Exercise details: Continue the news report on the effort to clone the thylacine, picking up after its final sentence.

Extract provided:

SYDNEY (dpa) – So you thought cloning Dolly the sheep was complex science?

Try bringing back to life the thylacine, a curious dog-like creature that was declared extinct when the last of its line died in an Australian zoo 66 years ago.

A team at the Australian Museum in Sydney is claiming it is on the way to cloning the thylacine after managing to make multiple copies of four of its genes.

But there are probably 30,000 genes to go before the team can get close to resurrecting a creature that had the head of a dog, the stripes of a tiger and the hindquarters of a hyena.

The thylacine was a carnivorous marsupial and is popularly called the Tasmanian tiger. It roamed the mainland of Australia until about 2,000 years ago when wild dogs that had arrived 2,000 years before and drove it out of all areas but the mountain fastness of Tasmania.

The DNA the team is working on was taken from a dead pup put into a jar of alcohol in 1866 at a time when there were still tens of thousands of thylacines roaming Tasmania.

When the whole genome is reconstructed, the plan is to implant an egg in a surrogate mother from another species of animal that looks a bit like a thylacine.

Some have scoffed at the claim of team leader Mike Archer that the end of extinction is nigh, that species hunted to death can be brought back to life.

A group of geneticists at Genpole, a campus af biotechnolgy laboratories near Paris, has dismissed the Australian claims as autrageous.

Genpole scientists said in a statement: “There are no grounds for thinking that one day it will be possible to reproduce a creature as complex as the Tasmanian tiger by introducing DNA fragments, however numerous and complex they may be, in a denucleated egg.”

Material supplied:
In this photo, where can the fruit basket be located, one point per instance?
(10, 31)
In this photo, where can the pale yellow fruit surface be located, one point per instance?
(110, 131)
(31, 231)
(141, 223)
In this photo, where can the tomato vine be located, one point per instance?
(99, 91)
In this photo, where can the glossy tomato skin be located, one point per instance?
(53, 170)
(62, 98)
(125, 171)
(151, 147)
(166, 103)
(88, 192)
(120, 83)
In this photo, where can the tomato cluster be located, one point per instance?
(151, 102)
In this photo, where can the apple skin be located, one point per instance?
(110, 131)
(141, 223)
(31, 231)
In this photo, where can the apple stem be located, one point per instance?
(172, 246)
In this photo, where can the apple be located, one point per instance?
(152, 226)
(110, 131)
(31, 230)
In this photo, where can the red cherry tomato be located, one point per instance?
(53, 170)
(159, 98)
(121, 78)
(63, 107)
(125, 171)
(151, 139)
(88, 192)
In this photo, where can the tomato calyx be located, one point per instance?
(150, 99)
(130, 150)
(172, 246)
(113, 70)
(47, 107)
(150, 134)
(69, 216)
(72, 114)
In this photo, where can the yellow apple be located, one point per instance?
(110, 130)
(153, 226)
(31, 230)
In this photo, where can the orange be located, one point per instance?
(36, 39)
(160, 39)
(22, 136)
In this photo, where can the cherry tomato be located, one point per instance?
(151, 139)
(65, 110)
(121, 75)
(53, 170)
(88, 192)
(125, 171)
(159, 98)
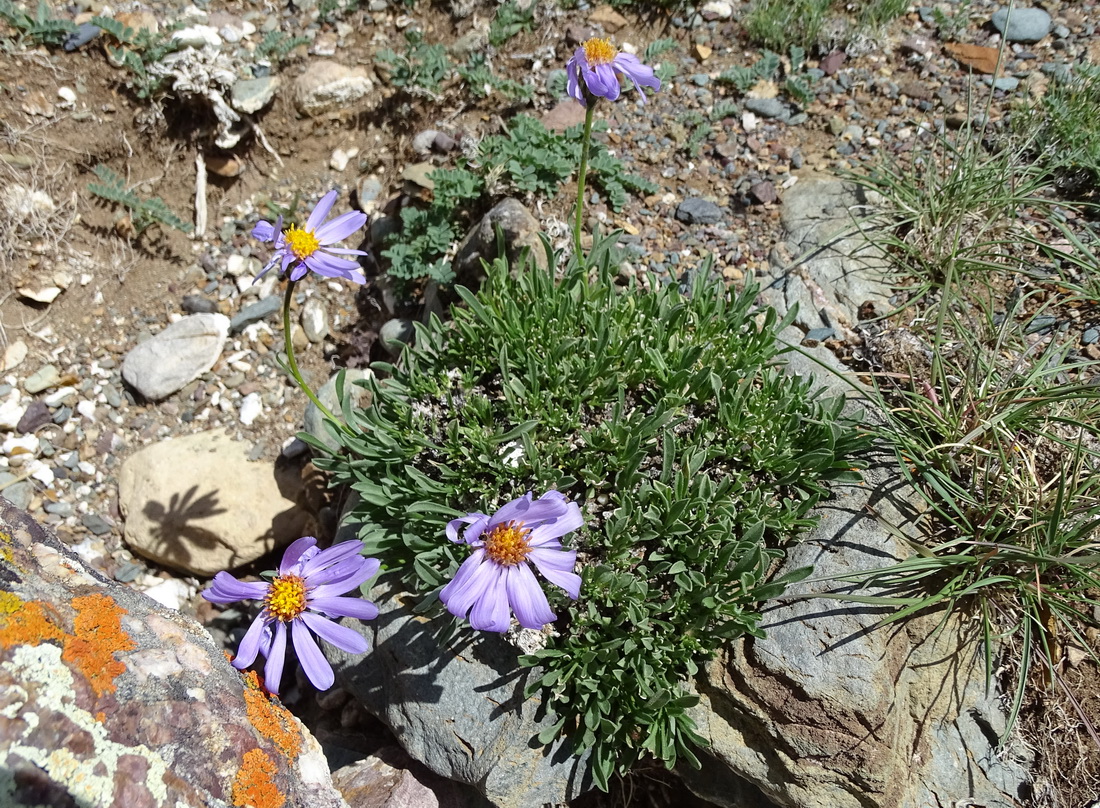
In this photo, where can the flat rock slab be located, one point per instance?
(111, 700)
(198, 505)
(183, 352)
(459, 707)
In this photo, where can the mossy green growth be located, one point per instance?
(663, 413)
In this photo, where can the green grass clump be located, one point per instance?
(662, 413)
(40, 29)
(1066, 121)
(779, 24)
(999, 428)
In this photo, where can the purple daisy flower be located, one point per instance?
(309, 248)
(303, 596)
(596, 67)
(496, 577)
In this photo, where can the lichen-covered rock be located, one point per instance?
(832, 710)
(110, 700)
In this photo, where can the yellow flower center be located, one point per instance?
(600, 52)
(303, 243)
(286, 597)
(507, 543)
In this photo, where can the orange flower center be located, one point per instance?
(507, 543)
(303, 243)
(600, 52)
(286, 597)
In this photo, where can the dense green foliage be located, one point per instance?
(693, 457)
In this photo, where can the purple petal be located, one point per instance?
(602, 80)
(491, 610)
(469, 584)
(527, 599)
(477, 522)
(264, 231)
(227, 589)
(276, 655)
(343, 638)
(557, 566)
(350, 576)
(330, 556)
(252, 642)
(639, 74)
(293, 554)
(330, 266)
(345, 607)
(320, 211)
(312, 661)
(341, 228)
(567, 523)
(573, 76)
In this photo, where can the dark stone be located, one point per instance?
(37, 414)
(198, 305)
(255, 312)
(699, 211)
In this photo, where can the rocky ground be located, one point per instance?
(89, 394)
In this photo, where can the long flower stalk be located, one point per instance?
(581, 176)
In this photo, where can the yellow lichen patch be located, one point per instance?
(28, 624)
(271, 720)
(99, 635)
(10, 602)
(254, 784)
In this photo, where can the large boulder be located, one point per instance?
(197, 504)
(110, 700)
(458, 705)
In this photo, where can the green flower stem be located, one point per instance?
(582, 172)
(292, 363)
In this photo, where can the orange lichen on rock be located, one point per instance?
(99, 635)
(254, 784)
(271, 719)
(26, 623)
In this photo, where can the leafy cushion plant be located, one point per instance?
(664, 416)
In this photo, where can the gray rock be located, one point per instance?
(389, 778)
(839, 269)
(367, 190)
(1023, 24)
(315, 320)
(768, 108)
(42, 379)
(315, 421)
(695, 210)
(327, 86)
(198, 305)
(196, 504)
(180, 353)
(520, 231)
(396, 334)
(142, 710)
(831, 710)
(251, 95)
(424, 141)
(19, 494)
(460, 711)
(255, 312)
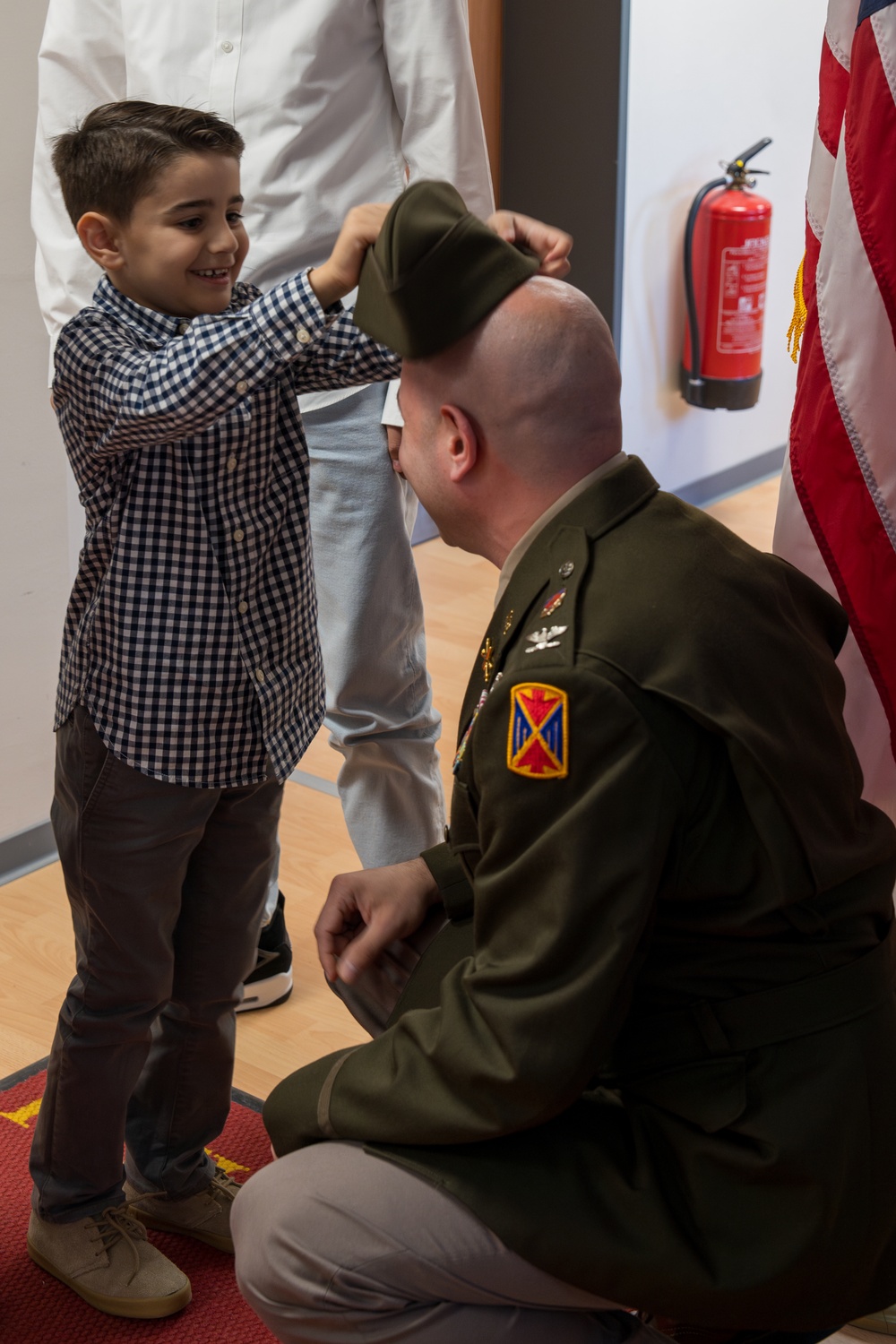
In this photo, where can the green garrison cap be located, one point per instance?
(435, 271)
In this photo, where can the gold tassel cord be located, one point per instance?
(798, 320)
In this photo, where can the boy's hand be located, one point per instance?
(549, 245)
(341, 271)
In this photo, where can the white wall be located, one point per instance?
(34, 562)
(707, 78)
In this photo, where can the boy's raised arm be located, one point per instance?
(81, 65)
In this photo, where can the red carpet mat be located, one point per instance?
(37, 1309)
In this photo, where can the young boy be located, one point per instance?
(191, 679)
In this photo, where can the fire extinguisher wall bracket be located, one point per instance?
(726, 253)
(719, 394)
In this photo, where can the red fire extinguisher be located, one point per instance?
(726, 258)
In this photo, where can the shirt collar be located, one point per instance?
(516, 554)
(145, 320)
(152, 325)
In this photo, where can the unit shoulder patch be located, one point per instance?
(538, 731)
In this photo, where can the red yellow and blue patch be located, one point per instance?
(538, 734)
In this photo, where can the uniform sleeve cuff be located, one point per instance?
(452, 881)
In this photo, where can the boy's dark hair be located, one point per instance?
(113, 158)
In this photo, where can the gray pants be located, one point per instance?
(335, 1244)
(379, 699)
(338, 1245)
(166, 886)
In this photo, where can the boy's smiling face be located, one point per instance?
(185, 244)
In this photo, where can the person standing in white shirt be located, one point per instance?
(339, 101)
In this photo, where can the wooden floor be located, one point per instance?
(35, 932)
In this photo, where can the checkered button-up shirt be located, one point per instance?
(191, 633)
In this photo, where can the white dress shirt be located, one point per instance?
(336, 99)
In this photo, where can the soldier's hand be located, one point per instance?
(367, 910)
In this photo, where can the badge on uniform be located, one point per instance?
(538, 733)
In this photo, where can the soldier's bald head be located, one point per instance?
(509, 418)
(538, 376)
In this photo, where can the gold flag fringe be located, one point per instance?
(798, 320)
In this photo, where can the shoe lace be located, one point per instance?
(116, 1225)
(225, 1185)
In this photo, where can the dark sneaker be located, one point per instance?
(271, 980)
(206, 1217)
(109, 1262)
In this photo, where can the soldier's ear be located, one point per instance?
(461, 440)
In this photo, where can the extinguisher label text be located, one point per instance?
(742, 297)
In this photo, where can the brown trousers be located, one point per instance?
(167, 886)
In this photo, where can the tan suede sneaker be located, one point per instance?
(109, 1262)
(204, 1215)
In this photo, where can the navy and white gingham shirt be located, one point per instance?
(191, 633)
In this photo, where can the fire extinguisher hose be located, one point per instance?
(694, 373)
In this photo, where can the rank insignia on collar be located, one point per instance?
(552, 604)
(538, 731)
(546, 639)
(461, 750)
(487, 653)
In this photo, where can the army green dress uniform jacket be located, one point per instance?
(667, 1069)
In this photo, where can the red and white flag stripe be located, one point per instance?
(837, 510)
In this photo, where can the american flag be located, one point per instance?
(837, 510)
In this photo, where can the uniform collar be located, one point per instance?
(560, 554)
(516, 554)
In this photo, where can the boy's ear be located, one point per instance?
(99, 237)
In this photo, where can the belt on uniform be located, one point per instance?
(734, 1026)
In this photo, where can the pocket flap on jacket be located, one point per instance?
(711, 1094)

Task result:
Archer, a palaeontalogist rather than a geneticist, has come close to admitting that he may have gone overboard in trying to whip up publicity for a research project that is also a documentary to be shown on the Discovery Channel.

“Well, we’re certainly not there,” he said. “But we are on a path that we hope will get us there.”

Some protest that even the act of hoping is a mistake. They claim that Archer is holding out an easy solution to difficult problems created by the destruction of the environment.

If extinct species can be brought back to life in a test tube, they argue, people won’t feel as bad about loss of habitat.

The case against even attempting to clone the thylacine is put by Nick Money, who is in charge of the forests where the last thylacine was born.

“Offering what appears to be a quick-fix technical solution can let people off the hook, buying their way out of the hard slog of improving how we deal with the natural environment,” said Mooney, the wildlife manager for the Tasmanian National Parks and Wildlife Service.

Mooney, like others, sees the hype surrounding the project to clone the thylacine as at best a blast of publicity to get the Australian Museum’s turnstyles spinning faster. At worst, he says, is a distraction from the task of conservation.